**Consegna 1**:
Nel testo selezionato, quanti altri camminatori erano presenti insieme a chi scrive?
**Consegna 2**:
Per favore, riporta dal testo selezionato tutto il passo che va da "No, questa domenica" giù fino a "mette a disposizione.".

**Testo selezionato**:
________
Quattro passi nel silenzio

No, questa domenica non è esattamente uguale a tutte le altre !

Sentivo il bisogno disperato di allontanarmi dalle beghe, dalle liti e dalle urla di questa campagna elettorale.

Non sono un qualunquista, per cui il mio dovere di elettore l’ho fatto. Alle 7,30.

Ho provato una sensazione di liberazione quasi che lo scrutinio dei voti si fosse concluso e che il nostro Paese fosse improvvisamente diventato il più felice del mondo…

E’ da un bel pezzo, ovviamente, che non credo più a Cappuccetto Rosso ma godevo della certezza di aver esaurito (almeno per il momento) il mio compito di elettore.

Con animo finalmente più leggero andavo finalmente a disintossicare la mia anima in uno dei posti più selvaggi ed incontaminati che la Murgia mette a disposizione.

Questa voglia di evadere dal frastuono doveva essere davvero forte se ci sono con me altri ventitre camminatori in cerca di pace.

Non importa se il prezzo di questa pace sarebbe stato sudore, fatica, freddo e…stavo per dire “fame” ma alla luce di ciò che è uscito dagli zaini devo ammettere che quella alimentare era una penitenza rimandata a data da destinarsi.

E qualora non fossero state sufficienti le provviste (ma vi garantisco che avrebbero sfamato un battaglione) siamo stati intercettati poco prima di arrivare al punto di partenza da una donna.

Non so, onestamente, se sulle auto qualcuno di noi avesse montato il cartello  “Escursionisti in cerca di emozioni rurali”, fatto sta che ci siamo visti proporre ricotte e formaggi freschissimi. Anzi no: la ricotta era ancora calda.

Acquistare questi prodotti, comunque, non vuol dire procacciarsi del cibo.

L’incontro, la proposta, l’acquisto sono essi stessi un’esperienza.  Il costo (bassissimo…ma non ditelo alla signora…) della ricotta è giustificato dal semplice fatto di aver acquistato un’emozione, un cucchiaio di semplicità, una fetta di pace.
________
**Materiale fornito**:

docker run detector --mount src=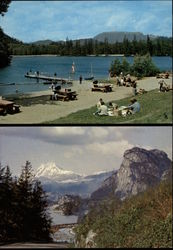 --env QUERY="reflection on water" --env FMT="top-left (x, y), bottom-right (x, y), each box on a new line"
top-left (0, 56), bottom-right (172, 95)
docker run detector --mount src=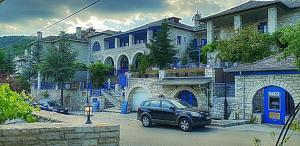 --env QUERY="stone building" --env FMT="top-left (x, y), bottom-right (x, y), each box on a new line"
top-left (200, 0), bottom-right (300, 124)
top-left (88, 17), bottom-right (204, 72)
top-left (225, 56), bottom-right (300, 124)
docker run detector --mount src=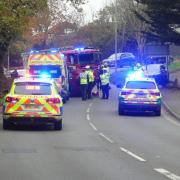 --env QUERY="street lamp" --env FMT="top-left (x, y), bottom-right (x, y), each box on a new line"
top-left (114, 0), bottom-right (117, 71)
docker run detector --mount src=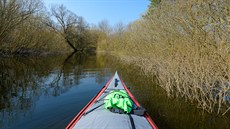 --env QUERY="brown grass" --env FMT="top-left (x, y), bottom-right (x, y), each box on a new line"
top-left (99, 0), bottom-right (230, 114)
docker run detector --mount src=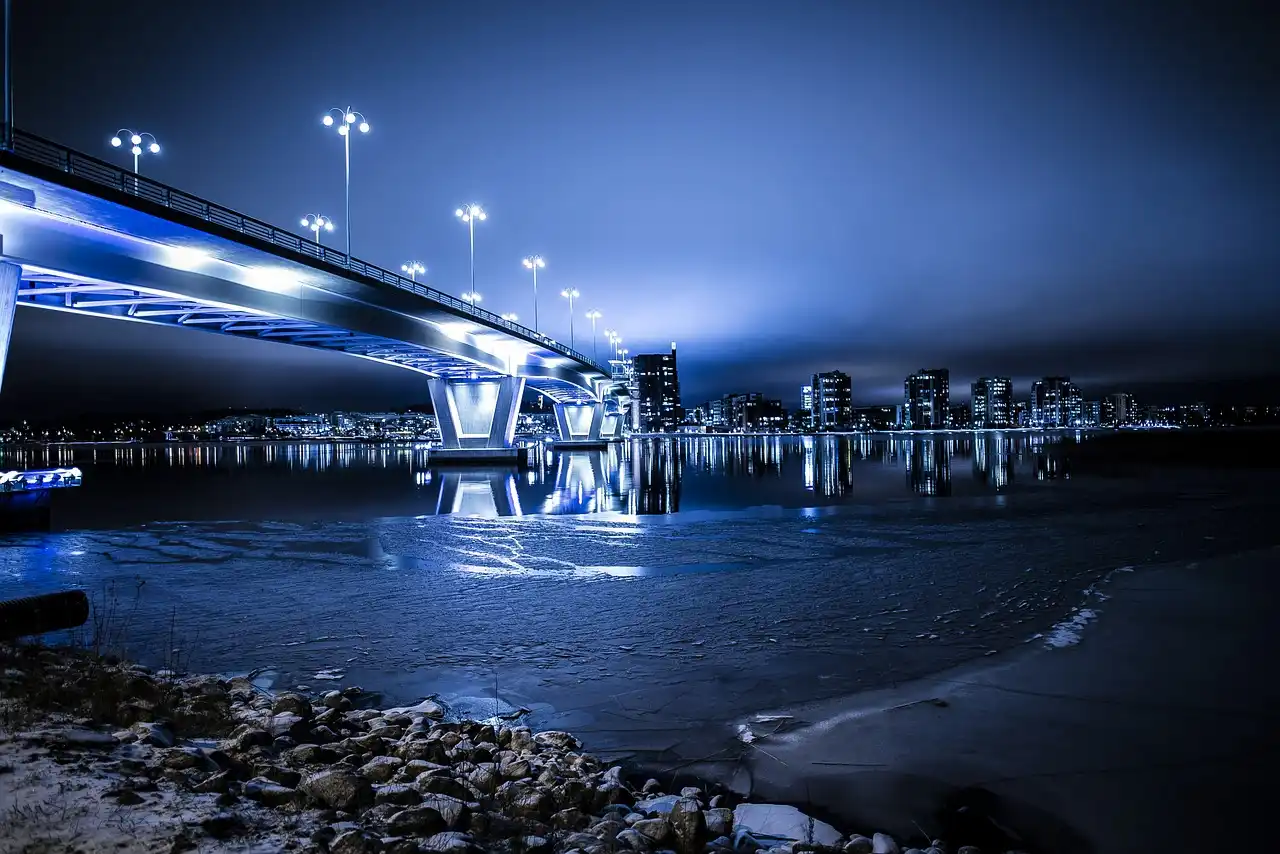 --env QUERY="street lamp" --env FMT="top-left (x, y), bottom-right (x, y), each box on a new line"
top-left (586, 309), bottom-right (604, 360)
top-left (524, 255), bottom-right (547, 332)
top-left (302, 214), bottom-right (333, 246)
top-left (320, 106), bottom-right (369, 255)
top-left (111, 128), bottom-right (160, 174)
top-left (453, 202), bottom-right (489, 293)
top-left (561, 288), bottom-right (582, 350)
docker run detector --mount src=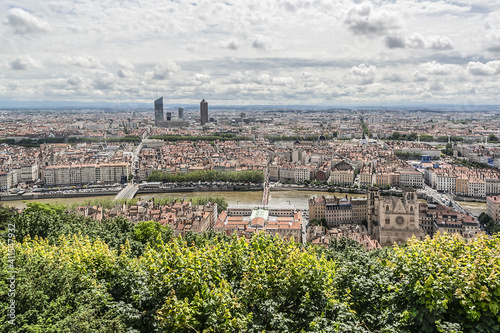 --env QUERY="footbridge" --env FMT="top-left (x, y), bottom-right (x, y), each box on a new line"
top-left (115, 185), bottom-right (139, 200)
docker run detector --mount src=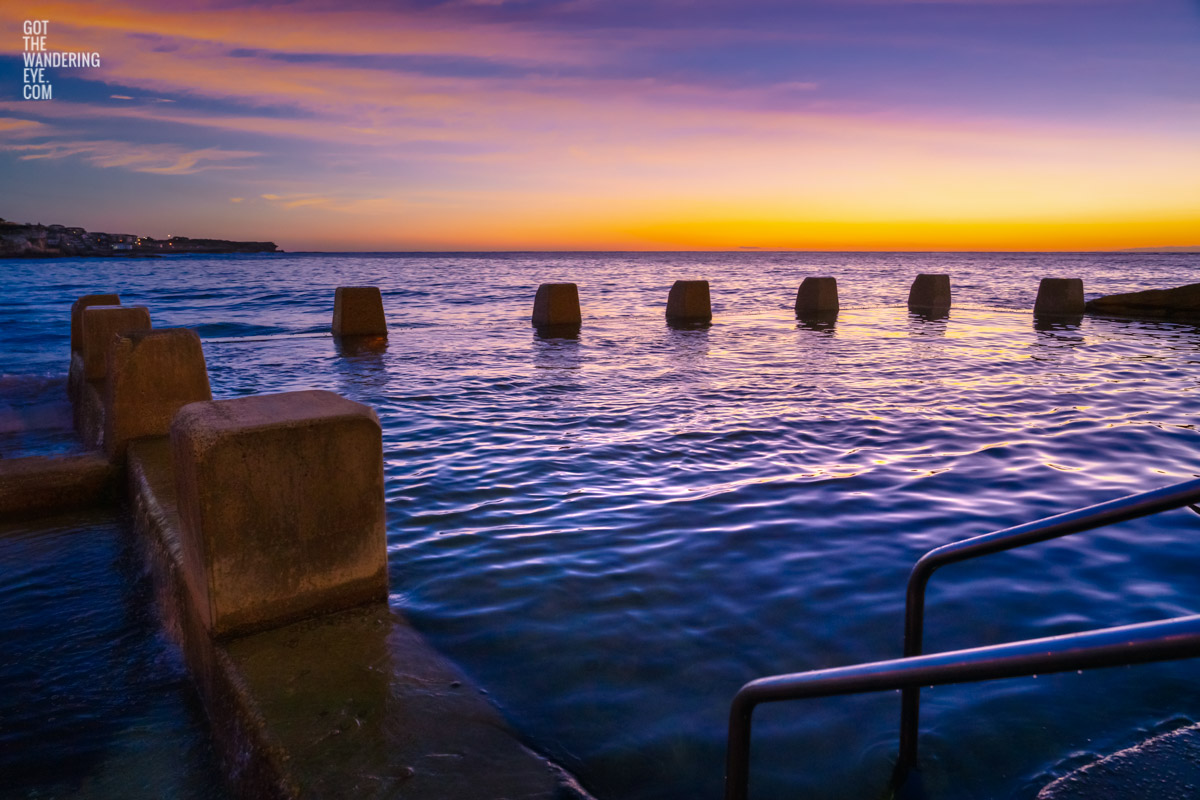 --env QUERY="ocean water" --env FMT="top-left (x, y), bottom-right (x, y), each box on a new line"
top-left (0, 252), bottom-right (1200, 800)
________
**Risposta all'esercizio 1**:
Altri ventitre camminatori.

**Risposta all'esercizio 2**:
No, questa domenica non è esattamente uguale a tutte le altre !

Sentivo il bisogno disperato di allontanarmi dalle beghe, dalle liti e dalle urla di questa campagna elettorale.

Non sono un qualunquista, per cui il mio dovere di elettore l’ho fatto. Alle 7,30.

Ho provato una sensazione di liberazione quasi che lo scrutinio dei voti si fosse concluso e che il nostro Paese fosse improvvisamente diventato il più felice del mondo…

E’ da un bel pezzo, ovviamente, che non credo più a Cappuccetto Rosso ma godevo della certezza di aver esaurito (almeno per il momento) il mio compito di elettore.

Con animo finalmente più leggero andavo finalmente a disintossicare la mia anima in uno dei posti più selvaggi ed incontaminati che la Murgia mette a disposizione.